─── Extracted material ───

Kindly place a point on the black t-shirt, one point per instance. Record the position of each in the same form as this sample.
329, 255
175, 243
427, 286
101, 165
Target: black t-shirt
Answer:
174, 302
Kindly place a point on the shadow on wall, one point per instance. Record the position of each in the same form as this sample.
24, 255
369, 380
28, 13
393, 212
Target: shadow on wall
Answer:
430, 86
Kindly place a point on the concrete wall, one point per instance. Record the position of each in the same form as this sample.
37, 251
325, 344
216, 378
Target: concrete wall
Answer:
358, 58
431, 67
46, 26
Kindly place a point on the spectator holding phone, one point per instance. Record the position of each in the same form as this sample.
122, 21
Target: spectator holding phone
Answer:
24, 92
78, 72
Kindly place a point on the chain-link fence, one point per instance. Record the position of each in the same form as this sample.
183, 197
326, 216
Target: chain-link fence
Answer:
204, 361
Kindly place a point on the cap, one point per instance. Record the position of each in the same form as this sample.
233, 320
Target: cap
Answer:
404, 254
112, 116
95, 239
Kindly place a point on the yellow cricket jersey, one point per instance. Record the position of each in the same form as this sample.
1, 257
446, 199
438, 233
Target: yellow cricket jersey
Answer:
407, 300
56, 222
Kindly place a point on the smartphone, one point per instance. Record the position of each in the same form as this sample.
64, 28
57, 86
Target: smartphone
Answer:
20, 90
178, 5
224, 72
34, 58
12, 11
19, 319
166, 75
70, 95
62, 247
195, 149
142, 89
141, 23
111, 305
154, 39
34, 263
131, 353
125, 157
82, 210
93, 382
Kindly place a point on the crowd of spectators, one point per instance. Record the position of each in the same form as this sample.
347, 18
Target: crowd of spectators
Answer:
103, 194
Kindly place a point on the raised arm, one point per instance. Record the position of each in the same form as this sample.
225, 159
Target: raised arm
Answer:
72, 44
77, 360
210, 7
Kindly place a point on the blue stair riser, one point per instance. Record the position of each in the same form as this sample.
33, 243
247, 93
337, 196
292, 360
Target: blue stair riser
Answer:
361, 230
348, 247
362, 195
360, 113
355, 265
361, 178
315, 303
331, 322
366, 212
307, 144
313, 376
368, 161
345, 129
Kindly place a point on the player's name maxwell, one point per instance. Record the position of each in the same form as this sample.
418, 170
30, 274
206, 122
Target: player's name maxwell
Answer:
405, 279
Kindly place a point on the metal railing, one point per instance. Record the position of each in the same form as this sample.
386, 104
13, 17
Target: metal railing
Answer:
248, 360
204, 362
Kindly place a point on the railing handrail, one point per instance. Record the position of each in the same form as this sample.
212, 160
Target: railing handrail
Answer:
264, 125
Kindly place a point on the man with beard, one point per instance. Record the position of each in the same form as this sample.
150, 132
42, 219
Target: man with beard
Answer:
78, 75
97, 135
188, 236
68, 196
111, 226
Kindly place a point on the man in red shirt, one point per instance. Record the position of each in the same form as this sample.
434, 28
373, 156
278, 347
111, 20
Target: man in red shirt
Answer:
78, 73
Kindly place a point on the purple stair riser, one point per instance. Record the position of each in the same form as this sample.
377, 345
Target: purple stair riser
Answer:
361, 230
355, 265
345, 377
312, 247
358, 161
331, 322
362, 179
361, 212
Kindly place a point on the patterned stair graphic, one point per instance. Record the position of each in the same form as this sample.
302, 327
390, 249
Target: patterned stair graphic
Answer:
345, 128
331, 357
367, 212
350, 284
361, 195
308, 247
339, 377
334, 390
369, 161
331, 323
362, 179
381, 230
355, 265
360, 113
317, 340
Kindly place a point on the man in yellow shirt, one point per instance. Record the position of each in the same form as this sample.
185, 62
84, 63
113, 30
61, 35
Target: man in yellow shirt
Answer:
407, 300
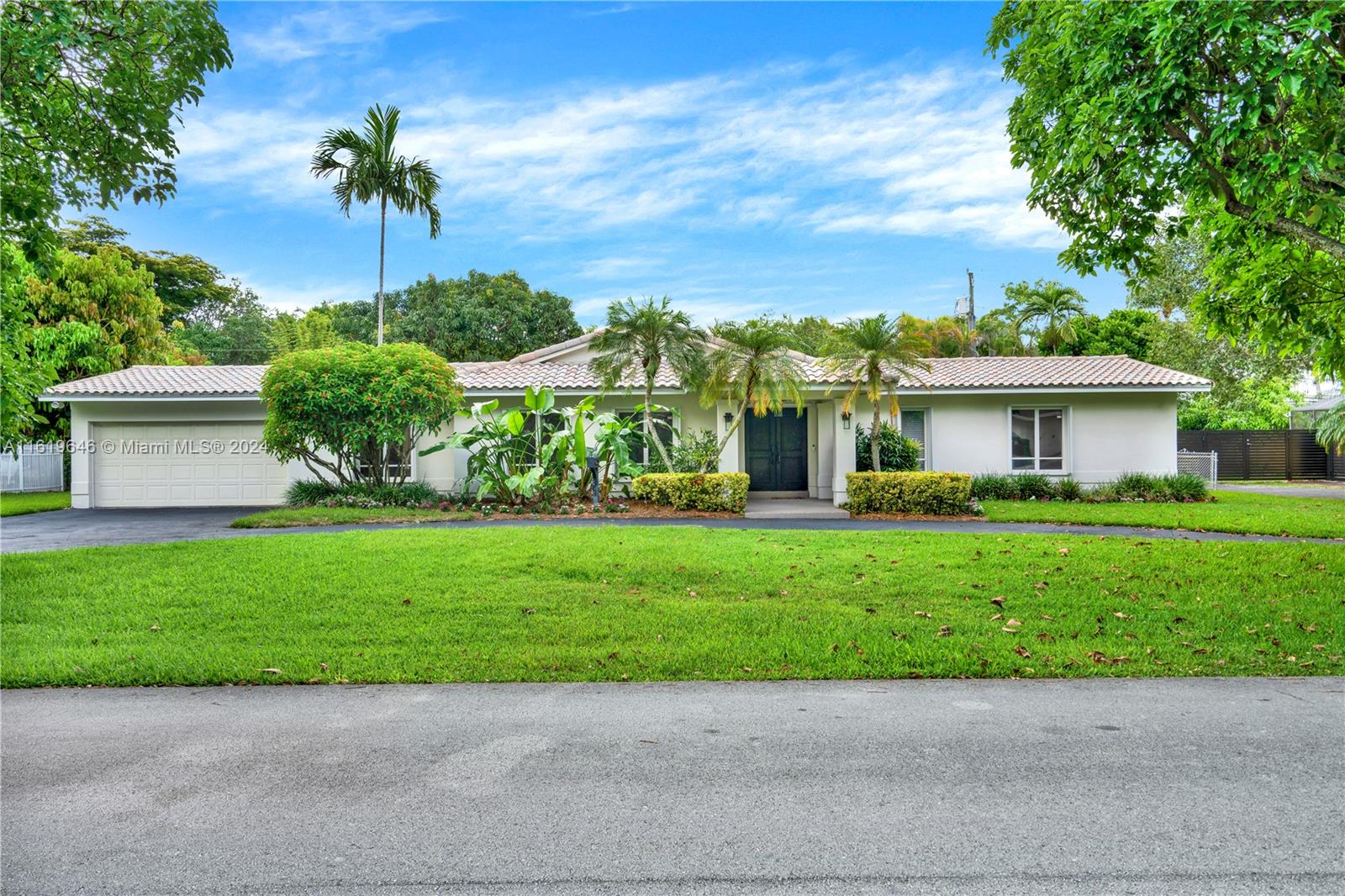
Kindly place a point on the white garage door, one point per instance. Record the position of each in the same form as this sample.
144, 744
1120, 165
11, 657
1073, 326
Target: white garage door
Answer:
183, 465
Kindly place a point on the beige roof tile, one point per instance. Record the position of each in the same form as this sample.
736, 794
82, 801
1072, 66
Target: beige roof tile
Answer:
508, 376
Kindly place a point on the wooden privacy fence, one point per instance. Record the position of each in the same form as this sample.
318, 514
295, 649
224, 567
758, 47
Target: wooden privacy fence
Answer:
1264, 454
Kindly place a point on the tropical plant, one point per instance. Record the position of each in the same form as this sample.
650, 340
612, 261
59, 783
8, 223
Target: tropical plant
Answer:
369, 168
1331, 430
752, 367
1051, 306
873, 354
1230, 113
646, 335
92, 93
356, 412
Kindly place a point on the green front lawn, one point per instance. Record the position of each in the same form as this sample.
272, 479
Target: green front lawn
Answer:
1230, 512
666, 603
33, 502
288, 517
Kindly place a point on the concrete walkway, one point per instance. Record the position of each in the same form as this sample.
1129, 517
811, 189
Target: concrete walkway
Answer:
1094, 786
61, 529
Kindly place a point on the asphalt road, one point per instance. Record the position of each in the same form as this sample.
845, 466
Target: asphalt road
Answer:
1106, 786
61, 529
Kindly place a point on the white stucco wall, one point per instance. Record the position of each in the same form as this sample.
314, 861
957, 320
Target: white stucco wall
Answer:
1107, 434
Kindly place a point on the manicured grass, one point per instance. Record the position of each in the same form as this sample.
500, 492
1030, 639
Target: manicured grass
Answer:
667, 603
33, 502
1230, 512
286, 517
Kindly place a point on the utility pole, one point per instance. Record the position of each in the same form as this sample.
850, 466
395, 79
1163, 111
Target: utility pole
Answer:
972, 300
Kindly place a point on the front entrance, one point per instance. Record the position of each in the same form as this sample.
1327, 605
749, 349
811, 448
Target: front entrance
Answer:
778, 451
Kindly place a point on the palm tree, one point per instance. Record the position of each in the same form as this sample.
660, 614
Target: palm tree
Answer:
373, 171
753, 366
873, 354
646, 334
1052, 306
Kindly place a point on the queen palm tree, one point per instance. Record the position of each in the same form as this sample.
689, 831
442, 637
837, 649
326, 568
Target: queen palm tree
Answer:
873, 354
1053, 307
647, 334
369, 168
752, 365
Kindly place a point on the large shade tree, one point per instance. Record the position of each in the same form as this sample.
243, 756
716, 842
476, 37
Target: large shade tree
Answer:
753, 367
369, 168
92, 94
873, 356
1232, 114
645, 334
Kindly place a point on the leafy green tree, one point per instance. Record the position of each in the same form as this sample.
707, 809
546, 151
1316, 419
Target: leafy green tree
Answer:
1051, 307
293, 333
753, 367
481, 316
1122, 331
30, 356
350, 412
190, 288
645, 335
92, 93
874, 354
1230, 112
369, 168
1262, 403
108, 293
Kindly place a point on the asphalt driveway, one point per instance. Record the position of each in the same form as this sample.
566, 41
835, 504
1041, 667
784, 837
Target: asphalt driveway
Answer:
61, 529
1105, 786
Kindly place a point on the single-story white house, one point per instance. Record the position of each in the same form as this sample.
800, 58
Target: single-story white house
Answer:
161, 436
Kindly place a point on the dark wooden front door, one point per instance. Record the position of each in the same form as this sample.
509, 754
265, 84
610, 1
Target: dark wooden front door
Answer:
778, 451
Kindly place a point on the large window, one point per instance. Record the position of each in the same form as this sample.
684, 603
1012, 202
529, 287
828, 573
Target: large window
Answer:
1039, 439
915, 425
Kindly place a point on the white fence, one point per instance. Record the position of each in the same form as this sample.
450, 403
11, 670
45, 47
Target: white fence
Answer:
33, 468
1203, 463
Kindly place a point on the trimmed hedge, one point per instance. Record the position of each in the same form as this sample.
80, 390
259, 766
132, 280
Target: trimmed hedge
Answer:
908, 493
694, 492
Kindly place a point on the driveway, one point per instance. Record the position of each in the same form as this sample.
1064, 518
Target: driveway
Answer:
1105, 786
60, 529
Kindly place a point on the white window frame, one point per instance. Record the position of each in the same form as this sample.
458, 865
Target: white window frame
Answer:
925, 445
1066, 439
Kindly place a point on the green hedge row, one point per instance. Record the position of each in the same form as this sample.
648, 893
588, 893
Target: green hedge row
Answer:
908, 493
694, 492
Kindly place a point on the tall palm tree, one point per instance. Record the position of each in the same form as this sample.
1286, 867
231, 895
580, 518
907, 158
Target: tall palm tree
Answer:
873, 354
369, 168
647, 334
755, 367
1053, 307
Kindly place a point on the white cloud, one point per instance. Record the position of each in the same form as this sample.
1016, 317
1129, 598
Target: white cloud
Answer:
322, 31
822, 148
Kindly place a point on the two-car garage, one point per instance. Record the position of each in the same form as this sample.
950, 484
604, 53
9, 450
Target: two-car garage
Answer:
182, 465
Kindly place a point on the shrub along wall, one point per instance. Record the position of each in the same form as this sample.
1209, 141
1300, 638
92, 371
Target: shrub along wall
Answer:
908, 493
694, 492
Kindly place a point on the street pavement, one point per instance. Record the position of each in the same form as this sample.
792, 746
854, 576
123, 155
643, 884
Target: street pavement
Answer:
1100, 786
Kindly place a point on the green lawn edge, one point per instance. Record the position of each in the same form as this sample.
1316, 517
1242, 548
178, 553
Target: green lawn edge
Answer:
17, 503
674, 603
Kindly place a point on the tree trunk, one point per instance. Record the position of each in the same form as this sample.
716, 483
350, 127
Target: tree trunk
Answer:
737, 419
874, 436
382, 244
649, 427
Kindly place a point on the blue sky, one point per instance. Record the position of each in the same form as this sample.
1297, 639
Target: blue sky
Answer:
827, 159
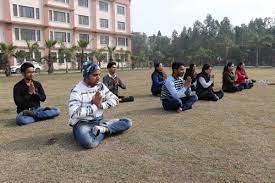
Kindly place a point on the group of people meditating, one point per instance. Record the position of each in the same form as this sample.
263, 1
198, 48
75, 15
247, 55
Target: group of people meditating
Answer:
90, 97
181, 90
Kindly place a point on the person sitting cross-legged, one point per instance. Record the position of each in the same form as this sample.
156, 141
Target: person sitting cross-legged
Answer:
176, 95
88, 99
27, 95
158, 78
112, 81
229, 79
205, 83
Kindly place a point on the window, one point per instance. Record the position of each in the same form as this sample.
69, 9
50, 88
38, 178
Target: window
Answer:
104, 40
83, 3
60, 36
16, 31
59, 16
28, 35
51, 35
121, 25
84, 37
121, 10
27, 12
121, 41
50, 15
83, 20
104, 23
37, 13
38, 35
63, 1
15, 11
68, 37
103, 6
68, 18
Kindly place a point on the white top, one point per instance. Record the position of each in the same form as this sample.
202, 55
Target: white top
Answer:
81, 106
204, 83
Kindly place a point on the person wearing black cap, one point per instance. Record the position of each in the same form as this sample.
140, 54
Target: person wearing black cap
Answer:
158, 79
88, 99
27, 95
205, 83
113, 82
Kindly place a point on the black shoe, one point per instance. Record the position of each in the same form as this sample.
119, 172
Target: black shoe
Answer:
28, 113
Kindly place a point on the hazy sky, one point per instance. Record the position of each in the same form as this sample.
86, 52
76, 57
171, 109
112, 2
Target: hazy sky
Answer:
149, 16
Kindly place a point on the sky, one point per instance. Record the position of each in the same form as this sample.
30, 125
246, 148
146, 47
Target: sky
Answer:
149, 16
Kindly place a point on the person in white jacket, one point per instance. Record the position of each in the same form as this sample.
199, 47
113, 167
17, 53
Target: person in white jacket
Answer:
88, 99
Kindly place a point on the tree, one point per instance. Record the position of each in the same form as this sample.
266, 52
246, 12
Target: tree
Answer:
8, 51
50, 44
33, 48
82, 44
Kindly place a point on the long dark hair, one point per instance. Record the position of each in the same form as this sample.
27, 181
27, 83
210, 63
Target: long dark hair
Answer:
239, 66
225, 69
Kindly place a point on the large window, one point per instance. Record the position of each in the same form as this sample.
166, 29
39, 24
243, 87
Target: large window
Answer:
104, 40
122, 41
104, 23
27, 34
84, 37
83, 20
63, 1
120, 10
83, 3
60, 36
25, 11
59, 16
121, 25
103, 6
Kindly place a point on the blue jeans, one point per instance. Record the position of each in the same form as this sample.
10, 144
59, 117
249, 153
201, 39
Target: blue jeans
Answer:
87, 139
246, 85
41, 113
173, 104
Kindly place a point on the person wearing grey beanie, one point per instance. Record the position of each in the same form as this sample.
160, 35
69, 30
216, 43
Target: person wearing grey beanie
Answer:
88, 99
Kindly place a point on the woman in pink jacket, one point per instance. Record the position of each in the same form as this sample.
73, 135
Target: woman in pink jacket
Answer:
242, 78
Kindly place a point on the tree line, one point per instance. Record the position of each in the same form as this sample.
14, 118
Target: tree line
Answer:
211, 42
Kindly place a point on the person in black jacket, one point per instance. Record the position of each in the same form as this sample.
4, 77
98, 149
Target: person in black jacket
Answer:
205, 83
191, 72
27, 95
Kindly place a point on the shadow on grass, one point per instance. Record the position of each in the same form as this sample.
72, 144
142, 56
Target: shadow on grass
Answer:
9, 123
63, 140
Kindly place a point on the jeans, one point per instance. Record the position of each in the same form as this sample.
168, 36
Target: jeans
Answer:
83, 130
246, 85
173, 104
40, 113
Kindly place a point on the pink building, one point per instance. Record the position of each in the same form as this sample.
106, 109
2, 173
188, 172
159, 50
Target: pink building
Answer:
102, 22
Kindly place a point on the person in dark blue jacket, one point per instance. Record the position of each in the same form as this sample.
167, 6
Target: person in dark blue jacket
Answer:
158, 78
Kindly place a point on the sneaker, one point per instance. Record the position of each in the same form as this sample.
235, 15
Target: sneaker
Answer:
28, 113
99, 129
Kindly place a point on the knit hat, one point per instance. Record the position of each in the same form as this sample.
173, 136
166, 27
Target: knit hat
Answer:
89, 68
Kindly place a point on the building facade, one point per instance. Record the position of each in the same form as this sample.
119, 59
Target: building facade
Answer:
101, 22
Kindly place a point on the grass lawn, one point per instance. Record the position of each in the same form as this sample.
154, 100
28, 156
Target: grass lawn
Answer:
232, 140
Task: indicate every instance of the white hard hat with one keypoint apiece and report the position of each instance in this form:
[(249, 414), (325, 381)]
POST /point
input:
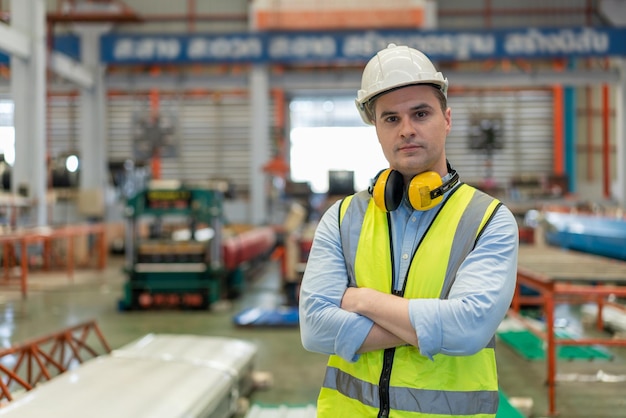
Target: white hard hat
[(393, 67)]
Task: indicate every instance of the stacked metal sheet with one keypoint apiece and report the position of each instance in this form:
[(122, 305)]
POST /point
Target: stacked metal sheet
[(158, 376), (282, 411)]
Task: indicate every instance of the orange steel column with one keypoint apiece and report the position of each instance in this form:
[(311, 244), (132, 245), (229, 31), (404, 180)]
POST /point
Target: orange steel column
[(606, 151)]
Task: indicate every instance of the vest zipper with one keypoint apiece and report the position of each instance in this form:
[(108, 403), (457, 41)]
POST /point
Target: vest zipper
[(383, 384)]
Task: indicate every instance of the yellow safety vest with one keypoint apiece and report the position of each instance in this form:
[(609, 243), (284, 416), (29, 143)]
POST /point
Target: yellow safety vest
[(401, 382)]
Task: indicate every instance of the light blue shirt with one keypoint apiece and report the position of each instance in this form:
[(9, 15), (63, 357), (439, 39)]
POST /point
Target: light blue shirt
[(460, 325)]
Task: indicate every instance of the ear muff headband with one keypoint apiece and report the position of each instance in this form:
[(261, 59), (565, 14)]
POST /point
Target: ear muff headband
[(388, 190), (424, 192)]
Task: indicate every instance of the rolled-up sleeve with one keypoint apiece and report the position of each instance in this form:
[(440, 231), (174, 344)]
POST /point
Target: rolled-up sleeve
[(464, 323), (324, 326)]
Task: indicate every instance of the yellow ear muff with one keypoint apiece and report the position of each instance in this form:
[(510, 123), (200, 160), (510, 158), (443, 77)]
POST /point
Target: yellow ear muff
[(388, 190), (420, 188)]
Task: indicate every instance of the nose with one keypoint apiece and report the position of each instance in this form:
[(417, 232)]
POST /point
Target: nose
[(407, 130)]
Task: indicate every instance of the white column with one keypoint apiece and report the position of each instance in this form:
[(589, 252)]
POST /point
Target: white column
[(259, 142), (619, 188), (93, 138), (28, 88)]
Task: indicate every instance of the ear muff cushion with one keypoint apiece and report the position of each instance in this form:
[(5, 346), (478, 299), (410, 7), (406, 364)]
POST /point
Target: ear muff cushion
[(420, 188), (388, 190)]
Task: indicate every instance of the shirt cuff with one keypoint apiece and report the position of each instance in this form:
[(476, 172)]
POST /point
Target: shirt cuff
[(425, 318), (351, 337)]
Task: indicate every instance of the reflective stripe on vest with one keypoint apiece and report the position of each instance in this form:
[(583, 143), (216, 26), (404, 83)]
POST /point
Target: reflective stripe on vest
[(461, 385)]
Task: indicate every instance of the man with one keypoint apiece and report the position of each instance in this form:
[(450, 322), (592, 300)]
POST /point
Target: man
[(407, 283)]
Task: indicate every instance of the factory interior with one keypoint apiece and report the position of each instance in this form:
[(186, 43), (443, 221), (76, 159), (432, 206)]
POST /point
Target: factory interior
[(165, 165)]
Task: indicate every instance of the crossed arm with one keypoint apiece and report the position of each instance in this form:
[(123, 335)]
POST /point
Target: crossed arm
[(390, 314)]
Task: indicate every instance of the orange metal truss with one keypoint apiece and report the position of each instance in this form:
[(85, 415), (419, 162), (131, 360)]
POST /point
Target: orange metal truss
[(25, 365)]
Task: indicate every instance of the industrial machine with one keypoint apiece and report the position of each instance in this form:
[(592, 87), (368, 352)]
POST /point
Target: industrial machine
[(180, 251), (173, 248)]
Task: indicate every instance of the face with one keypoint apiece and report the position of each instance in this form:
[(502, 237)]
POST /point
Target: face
[(412, 130)]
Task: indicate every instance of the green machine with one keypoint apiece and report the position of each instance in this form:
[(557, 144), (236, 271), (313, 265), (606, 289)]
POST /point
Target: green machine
[(173, 249)]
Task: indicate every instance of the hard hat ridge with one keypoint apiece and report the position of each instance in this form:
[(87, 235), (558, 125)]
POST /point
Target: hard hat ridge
[(394, 67)]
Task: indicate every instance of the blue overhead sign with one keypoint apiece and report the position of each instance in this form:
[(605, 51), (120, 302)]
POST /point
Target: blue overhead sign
[(335, 47)]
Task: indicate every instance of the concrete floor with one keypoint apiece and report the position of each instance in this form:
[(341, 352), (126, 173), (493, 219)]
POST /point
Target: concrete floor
[(294, 374)]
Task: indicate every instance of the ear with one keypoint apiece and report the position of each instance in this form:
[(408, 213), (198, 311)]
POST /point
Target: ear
[(448, 117)]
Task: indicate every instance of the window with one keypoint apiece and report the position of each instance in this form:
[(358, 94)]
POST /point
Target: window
[(328, 134)]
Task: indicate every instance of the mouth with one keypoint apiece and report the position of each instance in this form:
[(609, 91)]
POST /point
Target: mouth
[(409, 147)]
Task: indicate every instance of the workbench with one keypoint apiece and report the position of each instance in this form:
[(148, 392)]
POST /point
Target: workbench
[(19, 242), (564, 276)]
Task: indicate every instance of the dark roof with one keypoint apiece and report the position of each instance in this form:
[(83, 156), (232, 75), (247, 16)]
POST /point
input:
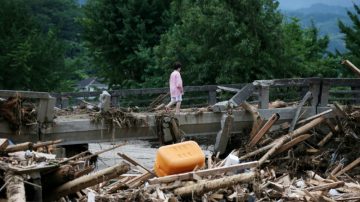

───

- **Problem details**: Looking through the entries, count the lines that hold the word "meditating" and state that count alone.

- **Written reply**: 2